D’anciens patients ont déposé plainte auprès du Procureur de la République dans l’espoir que des poursuites pénales soient engagées contre lui.


Rappel de salaire : c’est à l’employeur de démontrer que le salarié refusait de travailler.

 

Une cour d’appel, pour débouter le salarié de sa demande de paiement de rappel de salaire pour une période de 18 mois, avait retenu que le salarié ne démontrait pas qu’il était resté à la disposition de son employeur pendant cette période.

La Cour de cassation énonce cependant que la cour d’appel, pour statuer ainsi, aurait dû constater que l’employeur démontrait que le salarié avait refusé d’exécuter son travail ou ne s’était pas tenu à sa disposition, et a ainsi inversé la charge de la preuve. L’arrêt d’appel est cassé.

Cass. soc. 13-2-2019 n° 17-21176

 


Infection nosocomiale : est seul responsable l’établissement dans lequel a été pratiquée l’intervention.

Le patient victime avait conclu un contrat d’hospitalisation avec un établissement de santé privé.

Cet établissement faisait cependant partie d’un groupement de coopération sanitaire conclu avec un établissement de santé public. L’intervention chirurgicale a été pratiquée par un médecin libéral au sein de l’établissement de santé public, dans lequel le patient avait contracté une infection nosocomiale. Le patient assigna en responsabilité et en indemnisation uniquement le centre hospitalier privé avec lequel il avait conclu le contrat. La cour d’appel a cependant rejeté sa demande.

▶ [Données fournies]:

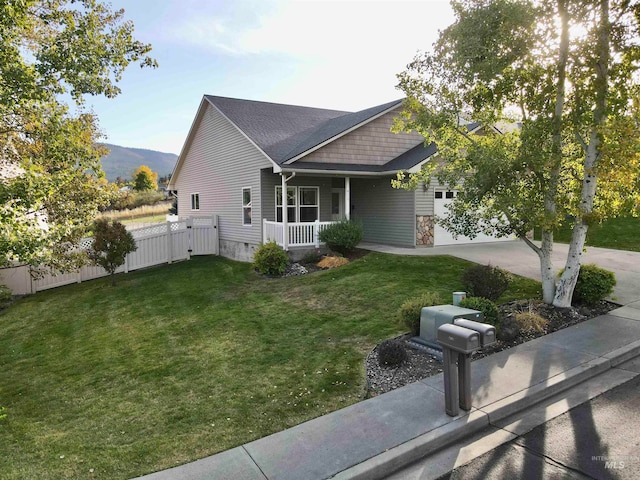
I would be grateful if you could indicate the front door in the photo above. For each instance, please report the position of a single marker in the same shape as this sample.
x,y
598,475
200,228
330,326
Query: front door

▶ [Tâches à réaliser]:
1. Reprenez le passage du texte qui commence aux mots « Rappel de salaire : c’est » et s’arrête après « pendant cette période. », en renommant « cour d’appel » en « juridiction d’appel ».
2. D’après le texte, sur quelle période portait la demande de rappel de salaire dont le salarié a été débouté en appel ?
3. Expliquez, à partir du texte, pourquoi la Cour de cassation casse l’arrêt d’appel sur le rappel de salaire.

▶ [Résultats dans l’ordre]:
1.
Rappel de salaire : c’est à l’employeur de démontrer que le salarié refusait de travailler.

 

Une juridiction d’appel, pour débouter le salarié de sa demande de paiement de rappel de salaire pour une période de 18 mois, avait retenu que le salarié ne démontrait pas qu’il était resté à la disposition de son employeur pendant cette période.

2. Sur une période de 18 mois.

3. La cour d’appel avait reproché au salarié de ne pas démontrer qu’il était resté à la disposition de son employeur. Or elle aurait dû constater que l’employeur démontrait que le salarié avait refusé d’exécuter son travail ou ne s’était pas tenu à sa disposition. Elle a ainsi inversé la charge de la preuve.